Extract, verbatim, all lines starting at the one containing "Annotate each instance of the tall" and ending with the final line of the listing, and no others.

##### Data section

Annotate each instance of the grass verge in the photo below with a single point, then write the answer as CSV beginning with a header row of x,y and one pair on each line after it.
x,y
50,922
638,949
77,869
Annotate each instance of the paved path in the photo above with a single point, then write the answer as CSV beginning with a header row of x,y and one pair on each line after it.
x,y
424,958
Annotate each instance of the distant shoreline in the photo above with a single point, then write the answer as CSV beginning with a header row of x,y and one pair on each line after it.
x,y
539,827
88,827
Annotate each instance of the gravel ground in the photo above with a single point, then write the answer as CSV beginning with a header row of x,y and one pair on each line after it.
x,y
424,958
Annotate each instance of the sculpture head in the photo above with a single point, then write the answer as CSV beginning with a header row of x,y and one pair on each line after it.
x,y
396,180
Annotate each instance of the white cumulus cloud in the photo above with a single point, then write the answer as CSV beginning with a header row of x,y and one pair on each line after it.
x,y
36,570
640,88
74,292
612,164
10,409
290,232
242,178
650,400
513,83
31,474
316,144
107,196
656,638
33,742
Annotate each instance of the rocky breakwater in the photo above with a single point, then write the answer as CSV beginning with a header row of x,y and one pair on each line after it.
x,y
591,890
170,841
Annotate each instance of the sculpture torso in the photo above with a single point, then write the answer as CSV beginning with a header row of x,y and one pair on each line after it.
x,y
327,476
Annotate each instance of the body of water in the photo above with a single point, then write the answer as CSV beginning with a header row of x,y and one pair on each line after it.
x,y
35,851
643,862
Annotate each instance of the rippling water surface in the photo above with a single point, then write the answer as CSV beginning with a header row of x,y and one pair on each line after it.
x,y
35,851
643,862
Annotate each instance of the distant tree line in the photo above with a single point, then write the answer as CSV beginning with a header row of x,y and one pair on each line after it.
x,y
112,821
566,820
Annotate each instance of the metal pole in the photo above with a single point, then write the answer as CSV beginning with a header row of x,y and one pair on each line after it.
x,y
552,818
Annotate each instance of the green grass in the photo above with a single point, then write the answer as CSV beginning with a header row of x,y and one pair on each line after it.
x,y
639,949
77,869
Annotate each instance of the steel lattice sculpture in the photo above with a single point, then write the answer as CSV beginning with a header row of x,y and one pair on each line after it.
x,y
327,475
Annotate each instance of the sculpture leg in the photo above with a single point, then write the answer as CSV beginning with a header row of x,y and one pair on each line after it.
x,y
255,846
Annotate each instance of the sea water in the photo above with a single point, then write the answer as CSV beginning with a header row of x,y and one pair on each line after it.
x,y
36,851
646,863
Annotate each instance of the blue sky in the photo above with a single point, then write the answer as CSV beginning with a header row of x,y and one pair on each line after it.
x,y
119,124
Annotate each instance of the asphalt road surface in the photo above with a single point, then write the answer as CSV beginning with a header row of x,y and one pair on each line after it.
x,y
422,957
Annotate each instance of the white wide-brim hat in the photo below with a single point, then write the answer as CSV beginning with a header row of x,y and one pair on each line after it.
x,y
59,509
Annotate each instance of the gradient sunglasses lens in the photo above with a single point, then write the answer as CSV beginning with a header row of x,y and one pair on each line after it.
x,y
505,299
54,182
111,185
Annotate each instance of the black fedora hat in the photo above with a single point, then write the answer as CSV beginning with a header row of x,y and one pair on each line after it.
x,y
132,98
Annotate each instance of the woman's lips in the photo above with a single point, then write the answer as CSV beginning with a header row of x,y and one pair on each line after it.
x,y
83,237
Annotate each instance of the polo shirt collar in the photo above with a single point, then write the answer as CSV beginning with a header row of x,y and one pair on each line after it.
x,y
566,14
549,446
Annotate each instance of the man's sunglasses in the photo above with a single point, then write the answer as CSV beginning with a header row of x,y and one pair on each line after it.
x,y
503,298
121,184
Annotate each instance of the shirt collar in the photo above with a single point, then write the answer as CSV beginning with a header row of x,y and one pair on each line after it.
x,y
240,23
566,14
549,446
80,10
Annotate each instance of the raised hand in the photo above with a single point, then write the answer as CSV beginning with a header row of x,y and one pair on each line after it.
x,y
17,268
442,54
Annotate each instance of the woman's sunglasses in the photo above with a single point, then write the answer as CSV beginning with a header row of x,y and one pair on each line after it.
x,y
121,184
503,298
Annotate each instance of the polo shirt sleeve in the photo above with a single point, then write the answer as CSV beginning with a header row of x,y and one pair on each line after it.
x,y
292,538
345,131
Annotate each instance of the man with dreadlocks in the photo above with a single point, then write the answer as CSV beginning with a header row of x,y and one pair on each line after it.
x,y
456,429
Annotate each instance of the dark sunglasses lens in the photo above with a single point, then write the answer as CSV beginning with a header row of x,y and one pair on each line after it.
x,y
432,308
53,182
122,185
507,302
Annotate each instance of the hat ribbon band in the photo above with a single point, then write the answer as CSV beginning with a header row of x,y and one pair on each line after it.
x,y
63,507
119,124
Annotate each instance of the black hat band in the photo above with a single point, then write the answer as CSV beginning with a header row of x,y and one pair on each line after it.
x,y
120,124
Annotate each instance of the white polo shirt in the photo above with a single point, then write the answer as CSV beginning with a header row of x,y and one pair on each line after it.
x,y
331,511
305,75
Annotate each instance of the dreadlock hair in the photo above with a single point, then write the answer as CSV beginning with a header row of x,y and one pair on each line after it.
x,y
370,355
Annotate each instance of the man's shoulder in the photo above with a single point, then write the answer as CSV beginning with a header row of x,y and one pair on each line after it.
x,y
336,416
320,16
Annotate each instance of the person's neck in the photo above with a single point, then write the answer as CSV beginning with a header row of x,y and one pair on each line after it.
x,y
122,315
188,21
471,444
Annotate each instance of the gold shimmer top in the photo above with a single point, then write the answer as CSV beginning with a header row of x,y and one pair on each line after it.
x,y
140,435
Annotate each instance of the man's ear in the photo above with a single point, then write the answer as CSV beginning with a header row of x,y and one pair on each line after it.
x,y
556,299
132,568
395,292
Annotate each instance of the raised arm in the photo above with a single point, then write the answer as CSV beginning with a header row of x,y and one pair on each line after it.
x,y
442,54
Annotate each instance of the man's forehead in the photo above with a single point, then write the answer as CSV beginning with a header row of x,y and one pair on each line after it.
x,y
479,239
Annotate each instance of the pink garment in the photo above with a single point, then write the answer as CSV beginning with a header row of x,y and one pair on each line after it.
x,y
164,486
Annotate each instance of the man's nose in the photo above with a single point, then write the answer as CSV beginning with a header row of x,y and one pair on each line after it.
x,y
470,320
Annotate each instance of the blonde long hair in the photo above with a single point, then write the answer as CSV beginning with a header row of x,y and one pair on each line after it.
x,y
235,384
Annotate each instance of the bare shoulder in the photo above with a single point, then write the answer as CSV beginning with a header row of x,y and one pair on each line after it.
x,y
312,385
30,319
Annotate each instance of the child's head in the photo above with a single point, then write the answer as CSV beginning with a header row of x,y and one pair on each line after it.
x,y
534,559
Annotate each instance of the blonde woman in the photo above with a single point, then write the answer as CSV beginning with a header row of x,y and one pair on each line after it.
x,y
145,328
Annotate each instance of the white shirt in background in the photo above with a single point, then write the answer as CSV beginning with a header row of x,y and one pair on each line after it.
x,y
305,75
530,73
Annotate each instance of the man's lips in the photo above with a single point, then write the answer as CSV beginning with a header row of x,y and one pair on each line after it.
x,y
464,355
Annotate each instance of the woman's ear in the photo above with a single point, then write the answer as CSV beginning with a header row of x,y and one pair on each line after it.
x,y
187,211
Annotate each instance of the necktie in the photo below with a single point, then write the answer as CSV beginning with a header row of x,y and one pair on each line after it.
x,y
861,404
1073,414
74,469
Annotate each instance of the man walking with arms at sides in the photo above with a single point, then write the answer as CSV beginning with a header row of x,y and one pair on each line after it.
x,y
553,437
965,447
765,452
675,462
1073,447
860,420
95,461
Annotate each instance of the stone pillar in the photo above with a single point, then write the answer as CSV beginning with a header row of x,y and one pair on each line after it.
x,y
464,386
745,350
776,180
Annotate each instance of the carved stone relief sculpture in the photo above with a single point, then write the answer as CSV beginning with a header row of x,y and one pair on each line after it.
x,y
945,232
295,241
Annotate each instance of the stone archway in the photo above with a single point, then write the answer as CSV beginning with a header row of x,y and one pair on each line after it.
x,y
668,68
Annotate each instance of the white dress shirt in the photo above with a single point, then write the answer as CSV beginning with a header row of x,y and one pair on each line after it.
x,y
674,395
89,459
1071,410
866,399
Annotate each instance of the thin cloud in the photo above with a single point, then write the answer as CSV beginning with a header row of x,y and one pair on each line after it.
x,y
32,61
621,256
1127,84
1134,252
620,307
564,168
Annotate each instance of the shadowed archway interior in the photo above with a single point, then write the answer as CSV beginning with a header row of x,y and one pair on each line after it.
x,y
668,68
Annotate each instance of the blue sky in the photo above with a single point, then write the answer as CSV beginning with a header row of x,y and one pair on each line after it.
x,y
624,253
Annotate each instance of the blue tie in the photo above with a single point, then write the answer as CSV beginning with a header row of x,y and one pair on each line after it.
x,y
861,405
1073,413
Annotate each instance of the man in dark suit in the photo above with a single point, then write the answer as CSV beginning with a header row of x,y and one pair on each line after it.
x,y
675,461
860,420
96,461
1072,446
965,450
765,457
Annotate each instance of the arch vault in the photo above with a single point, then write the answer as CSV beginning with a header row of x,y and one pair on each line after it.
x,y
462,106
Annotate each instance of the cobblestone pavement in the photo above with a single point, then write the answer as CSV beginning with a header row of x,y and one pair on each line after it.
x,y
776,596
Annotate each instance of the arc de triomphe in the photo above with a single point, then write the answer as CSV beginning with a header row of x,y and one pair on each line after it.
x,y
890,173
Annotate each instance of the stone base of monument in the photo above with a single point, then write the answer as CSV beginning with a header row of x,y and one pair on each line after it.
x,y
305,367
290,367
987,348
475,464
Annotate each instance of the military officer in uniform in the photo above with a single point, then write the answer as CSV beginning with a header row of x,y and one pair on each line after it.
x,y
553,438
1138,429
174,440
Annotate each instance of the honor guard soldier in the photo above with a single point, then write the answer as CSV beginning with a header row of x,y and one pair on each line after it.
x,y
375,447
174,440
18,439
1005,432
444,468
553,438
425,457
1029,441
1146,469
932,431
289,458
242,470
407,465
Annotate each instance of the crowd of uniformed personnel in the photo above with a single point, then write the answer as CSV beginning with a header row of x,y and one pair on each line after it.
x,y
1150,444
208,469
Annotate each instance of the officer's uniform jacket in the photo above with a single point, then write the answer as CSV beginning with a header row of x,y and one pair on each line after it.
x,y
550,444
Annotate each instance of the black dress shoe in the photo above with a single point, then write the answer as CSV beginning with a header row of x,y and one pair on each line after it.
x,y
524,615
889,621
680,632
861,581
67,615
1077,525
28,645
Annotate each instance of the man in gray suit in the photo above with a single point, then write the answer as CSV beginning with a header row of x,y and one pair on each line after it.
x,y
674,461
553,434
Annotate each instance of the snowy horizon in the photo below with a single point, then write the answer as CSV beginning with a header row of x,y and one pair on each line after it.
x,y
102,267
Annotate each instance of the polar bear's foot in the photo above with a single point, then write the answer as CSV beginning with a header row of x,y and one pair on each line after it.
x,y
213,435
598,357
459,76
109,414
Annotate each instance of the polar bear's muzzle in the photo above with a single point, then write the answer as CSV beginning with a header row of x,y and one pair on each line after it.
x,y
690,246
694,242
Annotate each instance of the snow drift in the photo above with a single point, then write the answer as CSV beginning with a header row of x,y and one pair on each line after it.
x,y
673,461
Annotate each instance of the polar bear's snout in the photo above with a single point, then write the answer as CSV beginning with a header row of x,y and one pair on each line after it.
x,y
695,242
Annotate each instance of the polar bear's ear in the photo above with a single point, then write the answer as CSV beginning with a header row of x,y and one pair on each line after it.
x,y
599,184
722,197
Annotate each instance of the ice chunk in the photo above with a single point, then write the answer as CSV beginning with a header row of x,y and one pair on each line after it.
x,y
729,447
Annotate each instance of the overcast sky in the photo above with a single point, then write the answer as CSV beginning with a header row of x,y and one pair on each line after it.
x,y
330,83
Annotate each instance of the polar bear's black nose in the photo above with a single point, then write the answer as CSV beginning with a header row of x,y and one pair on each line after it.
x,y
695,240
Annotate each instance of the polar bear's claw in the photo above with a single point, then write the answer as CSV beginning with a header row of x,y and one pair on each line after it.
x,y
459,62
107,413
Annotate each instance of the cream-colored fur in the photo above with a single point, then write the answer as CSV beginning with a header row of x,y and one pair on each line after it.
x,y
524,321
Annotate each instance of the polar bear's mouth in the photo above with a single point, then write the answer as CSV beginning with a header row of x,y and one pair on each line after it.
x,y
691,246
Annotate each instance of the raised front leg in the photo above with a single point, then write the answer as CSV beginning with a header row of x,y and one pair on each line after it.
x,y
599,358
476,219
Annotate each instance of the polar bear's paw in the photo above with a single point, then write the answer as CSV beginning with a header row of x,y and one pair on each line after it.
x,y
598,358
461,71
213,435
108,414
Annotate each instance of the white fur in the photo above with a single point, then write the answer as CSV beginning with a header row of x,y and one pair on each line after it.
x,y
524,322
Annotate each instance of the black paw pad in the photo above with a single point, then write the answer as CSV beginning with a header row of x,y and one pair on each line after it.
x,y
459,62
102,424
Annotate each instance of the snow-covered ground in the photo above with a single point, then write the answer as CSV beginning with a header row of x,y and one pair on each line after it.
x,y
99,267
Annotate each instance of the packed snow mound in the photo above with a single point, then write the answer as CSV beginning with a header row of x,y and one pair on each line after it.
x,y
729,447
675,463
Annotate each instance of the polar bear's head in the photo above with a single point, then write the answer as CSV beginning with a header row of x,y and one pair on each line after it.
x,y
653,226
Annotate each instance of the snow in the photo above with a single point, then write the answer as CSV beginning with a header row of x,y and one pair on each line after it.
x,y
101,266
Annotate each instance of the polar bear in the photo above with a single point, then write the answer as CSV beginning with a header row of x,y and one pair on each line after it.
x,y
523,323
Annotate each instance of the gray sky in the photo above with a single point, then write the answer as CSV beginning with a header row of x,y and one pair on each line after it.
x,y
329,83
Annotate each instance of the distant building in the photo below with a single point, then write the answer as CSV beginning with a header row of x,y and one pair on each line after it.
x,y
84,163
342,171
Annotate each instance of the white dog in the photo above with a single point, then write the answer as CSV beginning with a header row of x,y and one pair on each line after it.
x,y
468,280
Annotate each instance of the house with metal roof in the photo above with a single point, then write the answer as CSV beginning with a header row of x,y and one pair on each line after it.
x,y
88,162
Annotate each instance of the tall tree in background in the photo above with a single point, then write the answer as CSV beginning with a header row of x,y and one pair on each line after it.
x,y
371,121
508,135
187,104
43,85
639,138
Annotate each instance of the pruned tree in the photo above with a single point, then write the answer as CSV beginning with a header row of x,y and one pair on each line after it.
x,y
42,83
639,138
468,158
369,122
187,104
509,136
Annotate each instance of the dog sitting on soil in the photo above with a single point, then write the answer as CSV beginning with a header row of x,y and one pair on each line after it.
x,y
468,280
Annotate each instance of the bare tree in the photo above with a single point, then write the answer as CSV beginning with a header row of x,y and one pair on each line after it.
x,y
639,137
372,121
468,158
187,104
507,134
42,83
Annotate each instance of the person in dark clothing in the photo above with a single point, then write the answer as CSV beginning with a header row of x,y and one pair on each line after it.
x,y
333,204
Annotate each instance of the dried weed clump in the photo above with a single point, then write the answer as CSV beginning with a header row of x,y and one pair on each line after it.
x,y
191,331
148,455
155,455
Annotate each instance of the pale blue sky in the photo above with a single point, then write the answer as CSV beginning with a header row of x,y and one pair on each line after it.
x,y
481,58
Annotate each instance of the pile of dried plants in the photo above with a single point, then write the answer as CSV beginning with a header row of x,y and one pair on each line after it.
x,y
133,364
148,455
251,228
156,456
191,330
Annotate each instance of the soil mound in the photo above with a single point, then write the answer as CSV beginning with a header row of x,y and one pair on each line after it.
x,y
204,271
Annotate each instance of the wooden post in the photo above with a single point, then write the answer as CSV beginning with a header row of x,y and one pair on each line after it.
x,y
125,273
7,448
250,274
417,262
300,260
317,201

##########

■ **Solution**:
Annotate each instance of the tall tree in background in the photo above with a single point, then write the answer as CSV beginning with a header row of x,y and one pair on each line after it.
x,y
371,121
508,135
187,104
43,85
639,138
Annotate each instance of the pruned tree in the photo above with a single point, then write the answer as CSV beginning with a header row of x,y and one pair on each line after it.
x,y
42,83
639,138
468,158
369,122
187,104
509,136
Annotate each instance of the dog sitting on soil in the photo above with a single point, then write the answer as CSV beginning with a header row of x,y and one pair on each line after it.
x,y
468,280
Annotate each instance of the bare tree in the photo above with a single point, then write the answer as CSV beginning with a header row of x,y and one pair on each line after it.
x,y
639,137
372,121
468,158
187,104
507,134
42,83
Annotate each instance of the person in dark clothing in the photo above with a single point, then write the answer as CSV beginning with a header row of x,y and one pair on each line after it.
x,y
333,204
Annotate each instance of the dried weed clump in the photo above with a single point, then write the answer as CSV beginning with a header row of x,y and one pair on each line after it.
x,y
191,331
148,455
155,455
Annotate each instance of the pale blue sky in the photo above with a single point, then write the answer as CSV beginning with a header row of x,y and one pair on each line after it.
x,y
481,58
Annotate each instance of the pile of dried plants in the photo above with a single point, then write the answer as CSV beginning with a header row of x,y and one pair on each line after it.
x,y
133,364
148,455
251,228
156,456
191,330
Annotate each instance of the soil mound in the photo above with a single point, then write the answer as CSV beginning with a header row of x,y and one pair on each line after it.
x,y
204,271
Annotate each instance of the wooden post in the photo above with a single point, then write the answer as CSV beginning with a header row of x,y and one pair on each line after it.
x,y
125,273
7,448
250,274
417,262
300,260
317,201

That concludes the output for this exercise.